→ **TASKS FOR THIS EXERCISE**:
**A)** List each PMI reading quoted in the UK economy text below, with the sector it applies to.
**B)** According to the UK economy text below, roughly how much of Britain's economy do manufacturers account for?

→ **PROVIDED TEXT**:
• • •

Financial and business services firms enjoyed modest growth.
Separate figures by GfK that cover UK retailers showed today that although retail sales had slumped, consumer outlook was the strongest now that recovery hopes are in sight.
“As the government has begun sounding out a data-led roadmap to easing national restrictions we saw PMIs print significantly above expectations coming in at 54.9 for manufacturing and 49.7 for services whilst the Composite data printed 49.8,” director of market risk solutions at Silicon Valley Ban, Kieran Cleere, said.
Accounting for around 10 per cent of Britain’s economy, manufacturers have outperformed services in recent months with fewer restrictions to navigate.
“In conjunction with manufacturing’s outperformance, the somewhat buoyant readings may suggest a rosier economic outlook as some of the immediate challenges of Brexit have been overcome and the government emanates soothing tones regarding restrictions,” Cleere added.

• • •

→ **DATA SEGMENT**:
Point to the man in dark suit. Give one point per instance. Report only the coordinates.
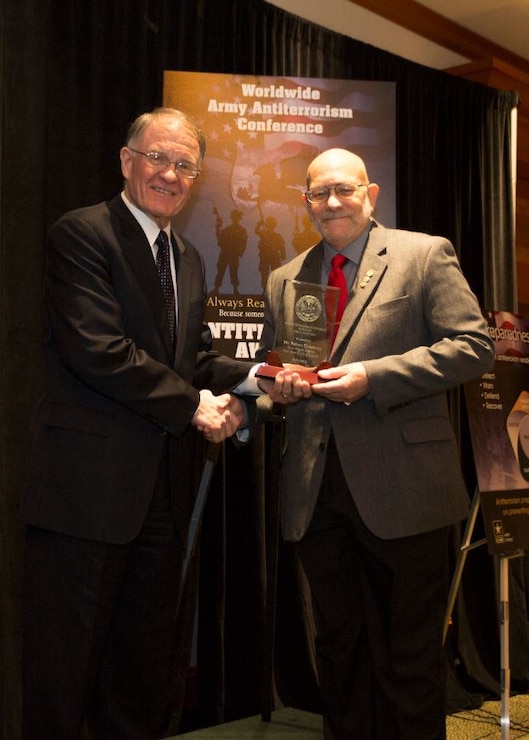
(114, 451)
(371, 480)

• • •

→ **ANSWERS TO THIS EXERCISE**:
**A)**
Manufacturing: 54.9
Services: 49.7
Composite: 49.8

**B)** Around 10 percent.